Exercise instructions
Word for word, set down the records and skip each picture.

Rows from a dataset:
※
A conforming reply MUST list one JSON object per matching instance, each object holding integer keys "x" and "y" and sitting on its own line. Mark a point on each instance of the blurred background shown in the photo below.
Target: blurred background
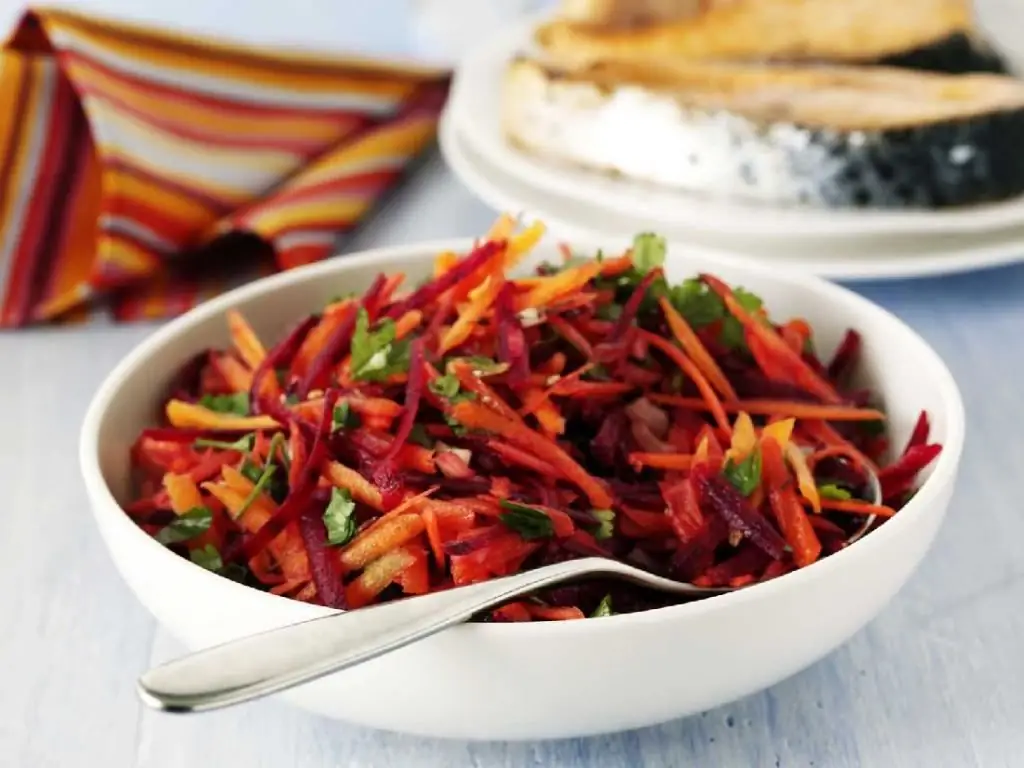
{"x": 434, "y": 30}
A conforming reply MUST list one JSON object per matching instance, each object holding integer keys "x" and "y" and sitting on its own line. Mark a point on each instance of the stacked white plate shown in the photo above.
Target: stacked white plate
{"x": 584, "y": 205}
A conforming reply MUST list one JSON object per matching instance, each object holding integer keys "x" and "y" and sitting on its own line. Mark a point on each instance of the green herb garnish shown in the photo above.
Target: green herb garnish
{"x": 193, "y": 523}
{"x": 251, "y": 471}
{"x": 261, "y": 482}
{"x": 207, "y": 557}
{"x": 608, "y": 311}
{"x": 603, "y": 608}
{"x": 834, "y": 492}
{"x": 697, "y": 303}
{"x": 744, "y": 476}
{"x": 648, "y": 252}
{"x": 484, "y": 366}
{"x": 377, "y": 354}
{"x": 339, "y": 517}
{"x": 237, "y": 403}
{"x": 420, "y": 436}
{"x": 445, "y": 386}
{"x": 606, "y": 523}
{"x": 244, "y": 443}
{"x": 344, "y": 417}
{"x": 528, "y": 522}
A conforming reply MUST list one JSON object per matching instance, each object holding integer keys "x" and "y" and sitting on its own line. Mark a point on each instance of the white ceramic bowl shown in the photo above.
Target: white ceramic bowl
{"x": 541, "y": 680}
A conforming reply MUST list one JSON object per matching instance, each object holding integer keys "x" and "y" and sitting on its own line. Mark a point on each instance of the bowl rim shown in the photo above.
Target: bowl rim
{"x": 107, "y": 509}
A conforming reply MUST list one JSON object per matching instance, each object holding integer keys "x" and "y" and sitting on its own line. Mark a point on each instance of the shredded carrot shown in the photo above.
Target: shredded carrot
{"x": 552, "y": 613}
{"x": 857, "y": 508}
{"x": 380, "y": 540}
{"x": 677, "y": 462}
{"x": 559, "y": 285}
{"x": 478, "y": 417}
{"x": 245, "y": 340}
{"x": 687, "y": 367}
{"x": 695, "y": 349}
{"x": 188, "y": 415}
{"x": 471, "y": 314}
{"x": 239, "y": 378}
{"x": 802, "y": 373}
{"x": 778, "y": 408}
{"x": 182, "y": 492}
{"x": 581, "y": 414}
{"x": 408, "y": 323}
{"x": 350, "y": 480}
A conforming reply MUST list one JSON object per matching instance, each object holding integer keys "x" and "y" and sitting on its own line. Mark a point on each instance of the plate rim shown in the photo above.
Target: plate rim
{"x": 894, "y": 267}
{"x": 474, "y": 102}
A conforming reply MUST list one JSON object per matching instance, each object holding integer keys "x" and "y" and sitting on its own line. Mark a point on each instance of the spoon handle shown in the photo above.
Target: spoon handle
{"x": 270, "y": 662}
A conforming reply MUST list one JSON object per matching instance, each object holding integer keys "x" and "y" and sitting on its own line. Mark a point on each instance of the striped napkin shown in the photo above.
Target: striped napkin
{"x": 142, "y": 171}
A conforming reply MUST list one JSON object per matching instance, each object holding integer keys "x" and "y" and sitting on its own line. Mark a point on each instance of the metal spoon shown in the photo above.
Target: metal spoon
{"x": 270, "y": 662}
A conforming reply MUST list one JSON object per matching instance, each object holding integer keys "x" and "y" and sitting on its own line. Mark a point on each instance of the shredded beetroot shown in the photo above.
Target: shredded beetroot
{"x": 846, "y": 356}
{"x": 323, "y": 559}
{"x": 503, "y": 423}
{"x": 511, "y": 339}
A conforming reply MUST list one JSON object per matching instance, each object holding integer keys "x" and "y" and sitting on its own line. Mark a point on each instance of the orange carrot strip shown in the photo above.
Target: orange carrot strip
※
Reply to the task
A conforming reply MUST list one JSON object per matching instance, each object holding integer keys "x" and "y" and sitting on its own line. Mark a point on each instance of the blurred background shown in the photo below.
Target: blurred background
{"x": 434, "y": 30}
A conforming reply MUST list one JSON object per matching instance, each object holding integer keys "x" and "y" and sitting on its own line. Mark a point on each instance of the stacked white plate shown in the photo above.
Target: stacked white plate
{"x": 584, "y": 205}
A conforming reply MUST list one JSON object per matching instance, each object holding integer keys "x" and "y" and sitting on its own line. Mark a point on each instance of the green herb garnish shown in the photo above.
Target: green herb garnish
{"x": 193, "y": 523}
{"x": 251, "y": 471}
{"x": 261, "y": 482}
{"x": 207, "y": 557}
{"x": 608, "y": 311}
{"x": 603, "y": 608}
{"x": 834, "y": 492}
{"x": 697, "y": 303}
{"x": 744, "y": 476}
{"x": 648, "y": 252}
{"x": 484, "y": 366}
{"x": 377, "y": 354}
{"x": 339, "y": 517}
{"x": 237, "y": 403}
{"x": 420, "y": 436}
{"x": 445, "y": 386}
{"x": 606, "y": 523}
{"x": 244, "y": 443}
{"x": 344, "y": 417}
{"x": 528, "y": 522}
A conforming reply MUST list one JSON object per matching instance, each object holding integer keys "x" and "y" and sitting on its own line. Mark a point on each instance of the white ceramic bowl shown in the photo above.
Target: white ceramic bowl
{"x": 541, "y": 680}
A conforming reply MUST list one JSON object per matching instance, each object holding integer keys "x" and "y" and sitting on its own line. Mark a point on each instance of the bowl rim shown in the photo above.
Target: bowl rim
{"x": 107, "y": 509}
A conforming reply MUST list one JSON object per matching instance, each object holding integer keys "x" and "y" and sitting on its own line. Mark a point on each instance of the shredded carrot shown in the photo above.
Target: shredded carrot
{"x": 552, "y": 613}
{"x": 857, "y": 508}
{"x": 380, "y": 540}
{"x": 677, "y": 462}
{"x": 559, "y": 285}
{"x": 478, "y": 417}
{"x": 245, "y": 340}
{"x": 687, "y": 367}
{"x": 695, "y": 349}
{"x": 188, "y": 415}
{"x": 471, "y": 314}
{"x": 239, "y": 378}
{"x": 802, "y": 373}
{"x": 778, "y": 408}
{"x": 182, "y": 492}
{"x": 581, "y": 414}
{"x": 408, "y": 323}
{"x": 350, "y": 480}
A conforming reply MUST list one JSON object per matching instance, each object holding integer keys "x" and "y" and sitting on its own line. Mark a point on each instance of the plate rim shown in the photo above.
Target: plate rim
{"x": 894, "y": 267}
{"x": 474, "y": 102}
A conforming reply MUST list one JSON object per matching instance, each object holding integer keys "x" and "y" and sitting on its own line. Mark a point on each instance of the spoon handle shown in the photo above.
Target: spoon handle
{"x": 270, "y": 662}
A conforming reply MUST list one JSON object per matching instance, each object holding integer keys "x" and "y" and sitting on its own line. Mark a point on each instance of the striped napkin shown in the photo above.
Target: striped napkin
{"x": 142, "y": 171}
A conforming reply MUST list one JSON object per matching instance, each object holding integer keys "x" and "y" and sitting on its own line. Mark a point on each instance of the metal spoon shown in the photo above.
Target: metal spoon
{"x": 270, "y": 662}
A conforming reply MUST list one JSON object per matching instance, each object holding integer keys "x" and "y" and sitting on its own line. Mark a point on each instance of the shredded beetroot shown in the photo above.
Target: shredded beetroot
{"x": 846, "y": 356}
{"x": 323, "y": 559}
{"x": 503, "y": 423}
{"x": 511, "y": 339}
A conforming reply MUST list one JSON object per matching instance, each object holding integer keys "x" and "y" and sitting on its own line. Mark a point on each instance of the orange carrot strip shown in the photo above.
Target: orange carrot strip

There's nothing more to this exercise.